» **WHAT THE TASK REQUIRES**
What is needed here is a verbatim copy of the records that follow.

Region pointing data
————————

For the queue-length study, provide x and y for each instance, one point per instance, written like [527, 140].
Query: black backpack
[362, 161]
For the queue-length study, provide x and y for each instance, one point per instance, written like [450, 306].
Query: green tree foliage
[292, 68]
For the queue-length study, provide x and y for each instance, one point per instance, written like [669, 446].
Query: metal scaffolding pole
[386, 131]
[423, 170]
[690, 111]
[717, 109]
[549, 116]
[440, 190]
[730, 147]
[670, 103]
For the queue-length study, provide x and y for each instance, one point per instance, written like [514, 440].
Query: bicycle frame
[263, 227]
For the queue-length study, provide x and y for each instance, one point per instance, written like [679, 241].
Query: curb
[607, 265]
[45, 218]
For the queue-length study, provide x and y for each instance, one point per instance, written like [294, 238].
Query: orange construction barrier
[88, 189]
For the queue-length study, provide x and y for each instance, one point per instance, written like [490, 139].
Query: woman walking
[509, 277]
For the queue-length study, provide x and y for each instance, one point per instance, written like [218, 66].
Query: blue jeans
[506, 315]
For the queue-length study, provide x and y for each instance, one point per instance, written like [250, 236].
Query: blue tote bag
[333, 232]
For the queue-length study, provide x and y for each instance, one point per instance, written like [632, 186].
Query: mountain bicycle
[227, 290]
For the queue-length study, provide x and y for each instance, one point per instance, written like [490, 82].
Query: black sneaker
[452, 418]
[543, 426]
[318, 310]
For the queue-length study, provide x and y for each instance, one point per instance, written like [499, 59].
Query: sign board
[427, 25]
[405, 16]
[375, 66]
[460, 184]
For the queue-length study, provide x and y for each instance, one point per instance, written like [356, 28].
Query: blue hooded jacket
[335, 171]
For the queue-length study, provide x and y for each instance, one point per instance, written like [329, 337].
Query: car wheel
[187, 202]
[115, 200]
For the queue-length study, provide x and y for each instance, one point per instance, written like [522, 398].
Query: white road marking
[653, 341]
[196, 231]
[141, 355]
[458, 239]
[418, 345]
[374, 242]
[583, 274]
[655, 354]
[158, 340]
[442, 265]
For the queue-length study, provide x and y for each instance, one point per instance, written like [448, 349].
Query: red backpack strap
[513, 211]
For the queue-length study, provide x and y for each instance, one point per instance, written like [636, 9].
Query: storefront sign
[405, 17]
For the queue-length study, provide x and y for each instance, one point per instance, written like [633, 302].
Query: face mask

————————

» **RESPONSE TO THIS EXERCISE**
For the queue-length study, provide x and y for each instance, one point per instance, written like [527, 140].
Query: black backpack
[362, 161]
For the queue-length study, provide x and y for each instance, one point per instance, written like [450, 306].
Query: green tree foliage
[292, 68]
For the queue-length study, provide x and y for each instance, one point per instance, written like [669, 446].
Query: metal scaffolding pole
[386, 131]
[423, 170]
[690, 111]
[717, 109]
[549, 116]
[440, 190]
[730, 147]
[670, 103]
For the queue-length study, provide x and y for each instance, one point per instance, written like [514, 440].
Query: bicycle frame
[263, 227]
For the queue-length study, provide x and y for each instance, one point per instance, written like [679, 241].
Query: curb
[607, 265]
[45, 218]
For the queue-length study, provide x and y for each instance, one point per instance, written like [294, 238].
Query: orange construction barrier
[88, 189]
For the queue-length study, provide x and y for each instance, one point per instance, written like [490, 139].
Query: woman walking
[509, 277]
For the queue-length study, provide x and y for each instance, one point per instance, written like [218, 66].
Query: blue jeans
[506, 315]
For the queue-length study, provide x and y for each instance, one point per instance, written like [250, 236].
Query: blue tote bag
[333, 232]
For the queue-length study, provide x and y for each instance, one point per instance, written like [632, 186].
Query: mountain bicycle
[227, 290]
For the queue-length study, provide x and y for each instance, one point per instance, written like [490, 82].
Query: black sneaker
[452, 418]
[543, 426]
[318, 310]
For the queue-length study, provide x and y for each instance, one point per instance, written like [499, 59].
Query: sign board
[427, 25]
[405, 16]
[375, 66]
[460, 184]
For the queue-length study, provide x and y for each instance, one point per instance, written like [356, 28].
Query: blue hooded jacket
[335, 171]
For the queue-length study, provide x and y for each instance, one point per instance, written like [329, 337].
Query: car wheel
[187, 202]
[115, 200]
For the queue-length study, provide x and y for each instance, one point per instance, written like [522, 398].
Query: white road marking
[653, 341]
[196, 231]
[141, 355]
[458, 239]
[418, 345]
[374, 242]
[583, 274]
[655, 354]
[158, 340]
[442, 265]
For the queue-length study, provide x and y for each instance, one point per instance, written like [448, 349].
Query: red backpack strap
[513, 211]
For the queue-length study, provide x and y for each instance, one point per instance, written like [636, 9].
Query: storefront sign
[405, 17]
For the queue-length study, provide x and y for each instance, one point per instance, written like [633, 302].
Query: face mask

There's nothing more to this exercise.